PROVIDED TEXT =

--- --- ---

One Flew Over the Cuckoo's Nest


I read that Brigham Young University
and the University of Utah are vying to become the repository of Orrin Hatch's congressional papers—3,000 boxes in all. I don't care which school prevails. I am just pleased that my letters to Hatch will be archived so future scholars can read them as they try to figure out what went haywire with the U.S. government in the early 21st Century.

My letters were reasoned and reasonable, if I do say so myself. None was a hair-on-fire diatribe. (OK, I did take liberties with Hamlet in an email that read: "Hypocrisy, thy name is Orrin.") I usually prefaced my letters with praise for Hatch's collaboration with Ted Kennedy that yielded the Americans with Disabilities Act, the Serve America Act and the Children's Health Insurance Program. One of my letters implored Hatch to support modest gun-control measures after 20 six- and seven-year-old kids were shot at Sandy Hook Elementary School. Another letter sought his support for granting Judge Merrick Garland the up-or-down vote that fairness, if not the Constitution, required. Another was critical of his position on the development of the F-35 Joint Strike Fighter. I appealed to him in 2013 when showboaters Mike Lee and Ted Cruz shut down the federal government for 16 days.

My letters and emails brought bland, staff-written responses. I was never able to persuade the senator that I was right and he was wrong. On one occasion, Hatch left me too aghast to write. He stood in the Rose Garden in December and called Donald Trump "one of the best presidents I have served under." (This from a guy who called then-Mayor Rocky Anderson a nutcake for organizing an anti-Bush demonstration in downtown Salt Lake City.) More on that presently.

--- --- ---

DATASET ENTRIES =
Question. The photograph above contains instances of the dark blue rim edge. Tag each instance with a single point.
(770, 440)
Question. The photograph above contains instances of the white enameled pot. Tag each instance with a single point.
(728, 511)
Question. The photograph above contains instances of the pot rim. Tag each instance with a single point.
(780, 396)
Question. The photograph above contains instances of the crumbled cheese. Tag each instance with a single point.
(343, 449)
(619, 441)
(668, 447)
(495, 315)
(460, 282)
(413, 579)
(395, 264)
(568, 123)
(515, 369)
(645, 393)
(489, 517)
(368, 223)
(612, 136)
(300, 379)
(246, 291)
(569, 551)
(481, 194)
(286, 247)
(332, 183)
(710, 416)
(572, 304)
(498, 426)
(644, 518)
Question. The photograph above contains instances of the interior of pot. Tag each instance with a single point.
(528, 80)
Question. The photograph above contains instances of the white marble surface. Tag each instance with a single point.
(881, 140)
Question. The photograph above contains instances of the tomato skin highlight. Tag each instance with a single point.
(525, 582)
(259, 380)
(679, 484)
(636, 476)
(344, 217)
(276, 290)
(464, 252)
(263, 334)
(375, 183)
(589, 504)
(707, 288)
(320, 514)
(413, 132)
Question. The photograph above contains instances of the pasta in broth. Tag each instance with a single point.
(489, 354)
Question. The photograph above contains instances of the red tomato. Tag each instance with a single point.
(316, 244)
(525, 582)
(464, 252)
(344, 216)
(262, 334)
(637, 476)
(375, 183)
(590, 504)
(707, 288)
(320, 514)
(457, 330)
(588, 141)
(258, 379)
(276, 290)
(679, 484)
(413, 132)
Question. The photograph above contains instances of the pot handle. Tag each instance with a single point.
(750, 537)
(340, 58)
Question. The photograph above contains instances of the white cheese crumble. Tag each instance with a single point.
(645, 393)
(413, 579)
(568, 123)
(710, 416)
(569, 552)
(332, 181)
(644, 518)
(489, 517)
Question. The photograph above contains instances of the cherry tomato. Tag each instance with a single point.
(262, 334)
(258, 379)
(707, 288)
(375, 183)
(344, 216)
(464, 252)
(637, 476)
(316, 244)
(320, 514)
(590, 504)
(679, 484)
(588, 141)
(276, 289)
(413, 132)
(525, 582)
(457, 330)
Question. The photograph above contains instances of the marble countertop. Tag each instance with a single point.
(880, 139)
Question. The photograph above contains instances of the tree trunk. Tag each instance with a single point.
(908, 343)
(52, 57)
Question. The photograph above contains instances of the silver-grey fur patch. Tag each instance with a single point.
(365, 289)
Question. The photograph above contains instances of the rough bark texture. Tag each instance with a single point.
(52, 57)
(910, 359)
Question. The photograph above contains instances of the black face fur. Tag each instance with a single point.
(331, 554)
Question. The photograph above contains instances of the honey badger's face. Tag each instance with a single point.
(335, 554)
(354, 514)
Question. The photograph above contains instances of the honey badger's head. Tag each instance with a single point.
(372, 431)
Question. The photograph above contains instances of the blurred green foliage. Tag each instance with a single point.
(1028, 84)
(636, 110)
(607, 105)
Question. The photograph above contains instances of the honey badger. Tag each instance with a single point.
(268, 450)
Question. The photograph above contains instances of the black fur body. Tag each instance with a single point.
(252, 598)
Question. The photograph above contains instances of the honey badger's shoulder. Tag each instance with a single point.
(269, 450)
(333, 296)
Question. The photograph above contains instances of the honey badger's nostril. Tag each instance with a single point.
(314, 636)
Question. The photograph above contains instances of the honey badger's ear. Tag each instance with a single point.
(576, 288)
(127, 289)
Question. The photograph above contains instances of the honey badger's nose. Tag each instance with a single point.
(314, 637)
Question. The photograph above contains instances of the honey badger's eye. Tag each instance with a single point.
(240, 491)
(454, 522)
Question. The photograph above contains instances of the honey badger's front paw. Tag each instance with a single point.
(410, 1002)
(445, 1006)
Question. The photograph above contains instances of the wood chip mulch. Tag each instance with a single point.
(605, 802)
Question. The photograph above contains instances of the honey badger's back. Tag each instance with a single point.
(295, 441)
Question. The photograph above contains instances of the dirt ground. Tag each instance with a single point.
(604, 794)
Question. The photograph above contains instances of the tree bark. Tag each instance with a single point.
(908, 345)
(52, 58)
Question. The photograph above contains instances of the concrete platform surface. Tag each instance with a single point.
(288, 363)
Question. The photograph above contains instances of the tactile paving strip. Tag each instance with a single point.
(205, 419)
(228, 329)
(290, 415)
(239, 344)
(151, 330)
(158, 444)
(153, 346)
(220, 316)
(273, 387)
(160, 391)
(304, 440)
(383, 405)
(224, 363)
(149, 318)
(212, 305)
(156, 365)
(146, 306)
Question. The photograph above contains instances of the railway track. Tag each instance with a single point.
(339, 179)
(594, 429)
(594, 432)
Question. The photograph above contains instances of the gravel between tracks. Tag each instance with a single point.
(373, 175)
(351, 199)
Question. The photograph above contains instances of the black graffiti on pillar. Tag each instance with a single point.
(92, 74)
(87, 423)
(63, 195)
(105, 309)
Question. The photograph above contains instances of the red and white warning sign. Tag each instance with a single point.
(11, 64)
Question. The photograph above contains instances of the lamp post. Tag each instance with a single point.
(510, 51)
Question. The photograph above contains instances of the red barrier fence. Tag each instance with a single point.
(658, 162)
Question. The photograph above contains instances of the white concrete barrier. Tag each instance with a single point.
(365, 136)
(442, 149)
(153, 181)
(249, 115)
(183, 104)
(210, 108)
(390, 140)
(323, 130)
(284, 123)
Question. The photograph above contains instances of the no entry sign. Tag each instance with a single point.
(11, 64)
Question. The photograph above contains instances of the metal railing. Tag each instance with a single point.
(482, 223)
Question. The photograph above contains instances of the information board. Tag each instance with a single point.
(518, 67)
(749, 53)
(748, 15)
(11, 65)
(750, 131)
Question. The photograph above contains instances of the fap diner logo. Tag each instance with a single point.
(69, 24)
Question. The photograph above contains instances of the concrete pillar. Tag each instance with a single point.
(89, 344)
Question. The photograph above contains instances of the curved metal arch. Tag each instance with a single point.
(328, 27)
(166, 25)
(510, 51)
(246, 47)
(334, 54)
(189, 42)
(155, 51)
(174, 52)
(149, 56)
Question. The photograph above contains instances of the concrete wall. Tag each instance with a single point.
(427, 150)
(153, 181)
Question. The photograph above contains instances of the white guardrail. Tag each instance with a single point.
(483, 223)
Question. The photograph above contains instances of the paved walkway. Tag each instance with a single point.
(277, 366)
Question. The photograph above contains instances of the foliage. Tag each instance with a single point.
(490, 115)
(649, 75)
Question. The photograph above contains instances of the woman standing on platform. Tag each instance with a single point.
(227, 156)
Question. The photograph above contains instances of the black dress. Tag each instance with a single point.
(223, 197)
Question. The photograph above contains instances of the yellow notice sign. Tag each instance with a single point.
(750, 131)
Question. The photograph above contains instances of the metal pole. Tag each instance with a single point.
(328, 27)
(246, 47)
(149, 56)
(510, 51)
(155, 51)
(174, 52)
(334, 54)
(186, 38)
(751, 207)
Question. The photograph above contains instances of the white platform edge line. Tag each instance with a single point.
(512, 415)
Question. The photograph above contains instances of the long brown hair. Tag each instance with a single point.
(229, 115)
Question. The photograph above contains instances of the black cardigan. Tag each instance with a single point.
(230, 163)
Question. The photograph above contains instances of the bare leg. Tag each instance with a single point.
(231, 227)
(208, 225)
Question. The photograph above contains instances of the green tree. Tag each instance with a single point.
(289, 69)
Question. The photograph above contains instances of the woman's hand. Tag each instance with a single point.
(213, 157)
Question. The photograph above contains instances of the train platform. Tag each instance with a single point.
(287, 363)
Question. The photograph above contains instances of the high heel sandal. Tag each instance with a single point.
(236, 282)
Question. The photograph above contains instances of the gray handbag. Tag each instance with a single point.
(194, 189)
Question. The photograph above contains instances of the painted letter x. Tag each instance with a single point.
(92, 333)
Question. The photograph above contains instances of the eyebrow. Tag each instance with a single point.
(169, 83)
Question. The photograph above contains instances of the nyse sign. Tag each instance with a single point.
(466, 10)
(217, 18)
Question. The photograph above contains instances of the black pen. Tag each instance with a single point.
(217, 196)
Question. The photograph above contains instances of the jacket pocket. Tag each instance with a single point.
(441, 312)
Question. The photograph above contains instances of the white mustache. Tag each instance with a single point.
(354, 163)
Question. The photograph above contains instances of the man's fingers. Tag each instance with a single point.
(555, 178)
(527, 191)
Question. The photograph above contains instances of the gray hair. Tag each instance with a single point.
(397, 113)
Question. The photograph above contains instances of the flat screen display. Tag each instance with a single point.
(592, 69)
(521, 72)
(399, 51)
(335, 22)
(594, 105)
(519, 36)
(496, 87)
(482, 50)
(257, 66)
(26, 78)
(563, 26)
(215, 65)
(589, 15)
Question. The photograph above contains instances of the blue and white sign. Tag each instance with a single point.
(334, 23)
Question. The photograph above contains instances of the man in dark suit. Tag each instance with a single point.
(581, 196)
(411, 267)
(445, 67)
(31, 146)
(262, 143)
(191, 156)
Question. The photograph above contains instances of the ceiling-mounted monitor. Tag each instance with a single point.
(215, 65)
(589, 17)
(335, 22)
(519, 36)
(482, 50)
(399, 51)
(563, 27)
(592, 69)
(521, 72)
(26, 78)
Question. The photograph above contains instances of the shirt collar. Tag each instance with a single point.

--- --- ---

BRIEF 1 =
Can you update the passage of the text about Orrin Hatch that begins at "One Flew Over" and stops after "early 21st Century.", putting "cartons" in place of "boxes"?
BRIEF 2 =
Does the text about Orrin Hatch support each of these statements? (a) The writer hopes Brigham Young University receives Hatch's papers. (b) The writer's letters and emails got responses written by Hatch's staff. (c) The 2013 shutdown of the federal government lasted 16 days.

FINISHED ANSWER 1 =
One Flew Over the Cuckoo's Nest


I read that Brigham Young University
and the University of Utah are vying to become the repository of Orrin Hatch's congressional papers—3,000 cartons in all. I don't care which school prevails. I am just pleased that my letters to Hatch will be archived so future scholars can read them as they try to figure out what went haywire with the U.S. government in the early 21st Century.

FINISHED ANSWER 2 =
(a) No: "I don't care which school prevails."
(b) Yes: "My letters and emails brought bland, staff-written responses."
(c) Yes: "shut down the federal government for 16 days."